[À faire]
• a. Dans le texte sur la chronotopie, présentez sous forme de liste le paragraphe qui commence par « L’expression vient de deux mots grecs ». Gardez-en les faits principaux.
• b. Recopiez tel quel le passage du texte sur la chronotopie compris entre « On entend de » et « est-elle apparue ? », ces deux extraits inclus.

[Texte fourni]
La chronotopie va dans le sens d’une ville dense, intense et humaine


Des bureaux transformés en logements, des écoles qui s’ouvrent aux habitants le week-end pour qu’ils puissent s’aérer et bénéficier l’été d’un oasis de verdure, des gares ou hôtels qui proposent des espaces de co-working. Les lieux sont de moins en moins affectés à un usage unique et changent de fonction au fil des jours, des heures ou des années. Une révolution architecturale et urbanistique liée à la prise de conscience que « l’humanité va droit dans le mur », si elle continue à bétonner, épuiser les matières premières et accroître l’étalement urbain, comme l’explique Carlos Moreno, chantre de la ville du quart d’heure.

 

 

 

On entend de plus en plus parler de chronotopie de la part des architectes et urbanistes. Que recouvre cette notion ?

L’expression vient de deux mots grecs : le temps (chronos) et le lieu (topos). Ce terme désigne toutes les approches qui consistent à faire évoluer un lieu en fonction des différents moments de la journée, semaine ou année. Un même bâtiment va accueillir une multiplicité d’usages à travers le temps. Les exemples sont nombreux. On peut citer les cours d’école ouvertes aux habitants du quartier, les gymnases mis à la disposition des start-ups, les médiathèques qui incorporent des fab labs, les hôtels qui s’offrent au coworking et on a de plus en plus des exemples très concrets de ces changements.

 

Quand cette notion est-elle apparue ?

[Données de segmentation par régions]
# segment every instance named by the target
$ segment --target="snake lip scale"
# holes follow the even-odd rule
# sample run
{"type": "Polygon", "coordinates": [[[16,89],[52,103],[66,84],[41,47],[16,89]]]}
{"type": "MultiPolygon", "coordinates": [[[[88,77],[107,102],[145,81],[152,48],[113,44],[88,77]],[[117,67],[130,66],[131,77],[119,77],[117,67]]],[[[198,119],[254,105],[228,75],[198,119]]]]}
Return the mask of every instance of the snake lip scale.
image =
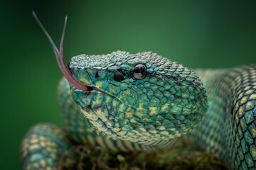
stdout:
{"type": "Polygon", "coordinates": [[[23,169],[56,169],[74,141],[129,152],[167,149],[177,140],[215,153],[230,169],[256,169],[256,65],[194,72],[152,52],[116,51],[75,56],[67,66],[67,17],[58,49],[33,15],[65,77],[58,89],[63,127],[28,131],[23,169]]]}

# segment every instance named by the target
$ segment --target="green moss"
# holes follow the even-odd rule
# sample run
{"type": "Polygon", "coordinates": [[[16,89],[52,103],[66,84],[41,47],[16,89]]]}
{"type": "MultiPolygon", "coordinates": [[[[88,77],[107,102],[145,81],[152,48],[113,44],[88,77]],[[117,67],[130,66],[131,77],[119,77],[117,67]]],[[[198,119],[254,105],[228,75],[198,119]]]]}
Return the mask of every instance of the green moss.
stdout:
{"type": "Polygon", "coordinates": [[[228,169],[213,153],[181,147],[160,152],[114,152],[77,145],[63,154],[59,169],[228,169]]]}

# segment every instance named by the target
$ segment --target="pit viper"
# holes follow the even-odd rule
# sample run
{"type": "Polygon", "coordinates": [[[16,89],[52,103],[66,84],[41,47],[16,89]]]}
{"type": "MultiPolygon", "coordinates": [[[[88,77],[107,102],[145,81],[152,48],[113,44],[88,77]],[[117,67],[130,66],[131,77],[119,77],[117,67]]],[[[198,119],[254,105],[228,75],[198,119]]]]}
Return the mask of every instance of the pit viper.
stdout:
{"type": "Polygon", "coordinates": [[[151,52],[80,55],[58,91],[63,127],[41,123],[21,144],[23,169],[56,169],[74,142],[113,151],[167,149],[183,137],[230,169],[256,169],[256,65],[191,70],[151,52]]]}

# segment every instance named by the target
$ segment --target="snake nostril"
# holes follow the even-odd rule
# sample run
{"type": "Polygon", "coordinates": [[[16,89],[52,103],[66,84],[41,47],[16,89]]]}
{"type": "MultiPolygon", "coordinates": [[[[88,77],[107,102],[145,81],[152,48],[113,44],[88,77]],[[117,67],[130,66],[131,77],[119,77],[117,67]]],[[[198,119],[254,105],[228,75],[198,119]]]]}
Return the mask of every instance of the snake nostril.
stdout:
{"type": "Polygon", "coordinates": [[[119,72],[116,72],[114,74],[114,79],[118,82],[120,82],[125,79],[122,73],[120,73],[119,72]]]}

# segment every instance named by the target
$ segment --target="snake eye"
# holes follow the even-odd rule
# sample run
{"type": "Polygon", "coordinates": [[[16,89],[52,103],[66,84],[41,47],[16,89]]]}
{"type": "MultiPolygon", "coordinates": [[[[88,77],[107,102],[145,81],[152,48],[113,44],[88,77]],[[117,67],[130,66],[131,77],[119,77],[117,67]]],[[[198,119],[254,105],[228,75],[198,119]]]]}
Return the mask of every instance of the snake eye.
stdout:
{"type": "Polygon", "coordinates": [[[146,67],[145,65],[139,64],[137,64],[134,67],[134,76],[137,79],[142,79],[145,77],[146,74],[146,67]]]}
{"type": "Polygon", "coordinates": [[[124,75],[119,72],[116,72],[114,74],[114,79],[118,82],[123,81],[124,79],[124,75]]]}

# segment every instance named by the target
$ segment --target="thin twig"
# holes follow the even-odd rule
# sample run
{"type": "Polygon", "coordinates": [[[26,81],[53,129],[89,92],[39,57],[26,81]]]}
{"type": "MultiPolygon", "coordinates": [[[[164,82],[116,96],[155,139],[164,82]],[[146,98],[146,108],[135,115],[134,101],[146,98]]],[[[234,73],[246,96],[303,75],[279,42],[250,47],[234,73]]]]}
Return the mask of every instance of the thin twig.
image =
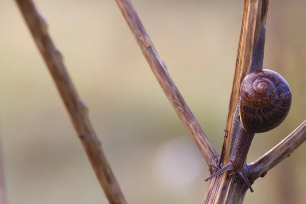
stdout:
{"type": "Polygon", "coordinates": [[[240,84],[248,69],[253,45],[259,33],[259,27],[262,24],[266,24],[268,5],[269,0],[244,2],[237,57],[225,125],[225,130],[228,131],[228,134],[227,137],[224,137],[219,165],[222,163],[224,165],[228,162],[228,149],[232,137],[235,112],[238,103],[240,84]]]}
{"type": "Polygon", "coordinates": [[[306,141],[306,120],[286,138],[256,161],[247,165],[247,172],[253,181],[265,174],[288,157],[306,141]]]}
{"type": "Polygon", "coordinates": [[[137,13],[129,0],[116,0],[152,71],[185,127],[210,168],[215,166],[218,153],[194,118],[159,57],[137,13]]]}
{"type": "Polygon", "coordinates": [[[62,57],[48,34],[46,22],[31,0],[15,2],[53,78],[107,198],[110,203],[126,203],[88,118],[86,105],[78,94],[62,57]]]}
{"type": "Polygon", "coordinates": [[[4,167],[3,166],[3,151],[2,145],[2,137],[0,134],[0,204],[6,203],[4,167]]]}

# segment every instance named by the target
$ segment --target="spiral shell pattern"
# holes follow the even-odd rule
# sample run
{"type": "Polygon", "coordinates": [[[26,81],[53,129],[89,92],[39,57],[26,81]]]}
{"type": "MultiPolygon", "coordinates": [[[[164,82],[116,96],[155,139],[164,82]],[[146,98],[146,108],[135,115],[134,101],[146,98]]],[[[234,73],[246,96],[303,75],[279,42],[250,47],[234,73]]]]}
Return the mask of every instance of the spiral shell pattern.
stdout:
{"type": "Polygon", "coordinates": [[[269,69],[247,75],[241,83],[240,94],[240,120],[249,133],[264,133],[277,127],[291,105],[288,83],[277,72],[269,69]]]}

...

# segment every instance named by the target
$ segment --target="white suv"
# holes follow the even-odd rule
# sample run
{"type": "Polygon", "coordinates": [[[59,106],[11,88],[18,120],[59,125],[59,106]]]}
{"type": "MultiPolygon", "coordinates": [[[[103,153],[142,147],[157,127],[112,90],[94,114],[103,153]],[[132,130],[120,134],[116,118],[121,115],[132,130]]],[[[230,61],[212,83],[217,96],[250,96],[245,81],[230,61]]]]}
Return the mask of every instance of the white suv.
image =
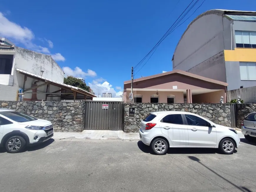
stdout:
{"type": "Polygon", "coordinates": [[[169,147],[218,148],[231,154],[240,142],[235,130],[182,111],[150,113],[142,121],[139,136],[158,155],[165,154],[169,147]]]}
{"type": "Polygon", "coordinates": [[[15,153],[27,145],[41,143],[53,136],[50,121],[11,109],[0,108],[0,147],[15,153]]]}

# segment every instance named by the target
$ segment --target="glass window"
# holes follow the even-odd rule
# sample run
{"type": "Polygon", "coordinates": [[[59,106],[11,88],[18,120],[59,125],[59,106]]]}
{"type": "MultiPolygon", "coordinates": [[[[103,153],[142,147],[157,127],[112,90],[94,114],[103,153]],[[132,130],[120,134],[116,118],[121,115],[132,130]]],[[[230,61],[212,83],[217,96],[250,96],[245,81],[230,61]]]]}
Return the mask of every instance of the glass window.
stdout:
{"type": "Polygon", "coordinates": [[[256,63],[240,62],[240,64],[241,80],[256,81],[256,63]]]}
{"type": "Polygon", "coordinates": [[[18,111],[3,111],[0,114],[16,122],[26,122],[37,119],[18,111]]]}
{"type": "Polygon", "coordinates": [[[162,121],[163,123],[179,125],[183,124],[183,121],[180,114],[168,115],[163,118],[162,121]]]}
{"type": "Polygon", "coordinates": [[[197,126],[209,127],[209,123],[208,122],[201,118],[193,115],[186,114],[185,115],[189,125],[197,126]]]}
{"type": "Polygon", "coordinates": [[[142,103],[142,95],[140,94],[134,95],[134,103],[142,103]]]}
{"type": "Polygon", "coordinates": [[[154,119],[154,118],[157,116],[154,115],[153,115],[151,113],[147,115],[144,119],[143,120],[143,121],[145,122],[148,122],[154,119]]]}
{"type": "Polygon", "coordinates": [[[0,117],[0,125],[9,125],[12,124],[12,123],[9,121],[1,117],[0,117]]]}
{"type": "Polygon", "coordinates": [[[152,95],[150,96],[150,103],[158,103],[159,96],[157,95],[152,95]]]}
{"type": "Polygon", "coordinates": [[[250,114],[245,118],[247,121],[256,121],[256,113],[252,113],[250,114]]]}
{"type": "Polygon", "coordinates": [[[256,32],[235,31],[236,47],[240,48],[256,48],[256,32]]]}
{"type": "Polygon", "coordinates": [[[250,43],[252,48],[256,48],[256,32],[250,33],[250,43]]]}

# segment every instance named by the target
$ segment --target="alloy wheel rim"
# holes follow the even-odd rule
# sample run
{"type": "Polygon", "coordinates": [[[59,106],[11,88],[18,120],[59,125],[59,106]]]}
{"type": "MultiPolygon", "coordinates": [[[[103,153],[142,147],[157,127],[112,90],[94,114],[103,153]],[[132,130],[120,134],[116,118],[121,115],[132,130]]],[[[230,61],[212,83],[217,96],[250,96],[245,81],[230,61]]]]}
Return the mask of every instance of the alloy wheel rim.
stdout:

[Réponses]
• a.
- Le mot vient du grec : chronos (le temps) et topos (le lieu).
- Il désigne les approches qui font évoluer un lieu selon les moments de la journée, de la semaine ou de l’année.
- Un même bâtiment accueille ainsi plusieurs usages au fil du temps.
- Exemples : cours d’école ouvertes aux habitants du quartier, gymnases mis à la disposition des start-ups, médiathèques dotées de fab labs, hôtels ouverts au coworking.
- Les exemples concrets de ces changements se multiplient.

• b.
On entend de plus en plus parler de chronotopie de la part des architectes et urbanistes. Que recouvre cette notion ?

L’expression vient de deux mots grecs : le temps (chronos) et le lieu (topos). Ce terme désigne toutes les approches qui consistent à faire évoluer un lieu en fonction des différents moments de la journée, semaine ou année. Un même bâtiment va accueillir une multiplicité d’usages à travers le temps. Les exemples sont nombreux. On peut citer les cours d’école ouvertes aux habitants du quartier, les gymnases mis à la disposition des start-ups, les médiathèques qui incorporent des fab labs, les hôtels qui s’offrent au coworking et on a de plus en plus des exemples très concrets de ces changements.

 

Quand cette notion est-elle apparue ?